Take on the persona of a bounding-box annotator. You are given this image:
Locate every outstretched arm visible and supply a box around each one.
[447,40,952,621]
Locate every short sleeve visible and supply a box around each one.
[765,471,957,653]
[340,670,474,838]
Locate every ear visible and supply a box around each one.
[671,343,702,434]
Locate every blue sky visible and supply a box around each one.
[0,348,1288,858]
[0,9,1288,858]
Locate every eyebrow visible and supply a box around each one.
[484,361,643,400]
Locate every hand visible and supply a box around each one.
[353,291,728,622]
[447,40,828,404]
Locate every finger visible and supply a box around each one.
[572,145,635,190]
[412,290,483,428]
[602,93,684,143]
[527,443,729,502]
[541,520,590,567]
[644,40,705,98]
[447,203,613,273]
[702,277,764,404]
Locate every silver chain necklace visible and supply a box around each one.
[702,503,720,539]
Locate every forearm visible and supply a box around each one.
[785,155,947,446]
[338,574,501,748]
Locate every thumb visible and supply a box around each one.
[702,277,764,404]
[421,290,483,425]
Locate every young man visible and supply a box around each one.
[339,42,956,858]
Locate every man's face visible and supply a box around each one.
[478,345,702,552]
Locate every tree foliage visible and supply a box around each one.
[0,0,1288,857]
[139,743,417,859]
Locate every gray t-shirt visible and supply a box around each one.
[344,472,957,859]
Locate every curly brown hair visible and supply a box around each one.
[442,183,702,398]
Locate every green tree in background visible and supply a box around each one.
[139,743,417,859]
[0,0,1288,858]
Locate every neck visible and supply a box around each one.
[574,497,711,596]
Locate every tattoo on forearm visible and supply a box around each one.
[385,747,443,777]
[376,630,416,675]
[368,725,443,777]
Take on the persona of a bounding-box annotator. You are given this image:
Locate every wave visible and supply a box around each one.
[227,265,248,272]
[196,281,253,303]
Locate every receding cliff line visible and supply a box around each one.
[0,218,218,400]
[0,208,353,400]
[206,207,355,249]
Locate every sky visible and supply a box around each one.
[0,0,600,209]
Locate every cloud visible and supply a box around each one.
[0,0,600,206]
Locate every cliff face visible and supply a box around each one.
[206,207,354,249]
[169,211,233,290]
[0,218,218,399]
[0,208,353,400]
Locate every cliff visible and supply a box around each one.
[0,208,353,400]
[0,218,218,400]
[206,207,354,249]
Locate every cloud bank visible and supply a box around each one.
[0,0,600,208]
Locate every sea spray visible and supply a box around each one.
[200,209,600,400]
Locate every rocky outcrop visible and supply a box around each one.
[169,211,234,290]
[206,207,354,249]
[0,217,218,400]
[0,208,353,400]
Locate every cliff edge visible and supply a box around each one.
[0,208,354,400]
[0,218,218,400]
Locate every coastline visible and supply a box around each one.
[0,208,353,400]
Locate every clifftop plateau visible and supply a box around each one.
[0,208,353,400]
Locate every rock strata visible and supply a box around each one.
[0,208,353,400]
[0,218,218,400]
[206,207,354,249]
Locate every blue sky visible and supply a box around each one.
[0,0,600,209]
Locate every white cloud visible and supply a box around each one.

• [Task]
Swap "outstretched arm" for "raised arm" in everything from the start of the records down to the line containing "[340,670,474,838]", and give back only those lines with nothing else altered.

• [Written reply]
Take on the persona of a bounding-box annotator. You are given this image:
Locate every raised arm visible and supply a box around each one.
[447,40,952,621]
Locate every short sleeve visible and supply a box around each one.
[765,471,957,653]
[340,670,474,838]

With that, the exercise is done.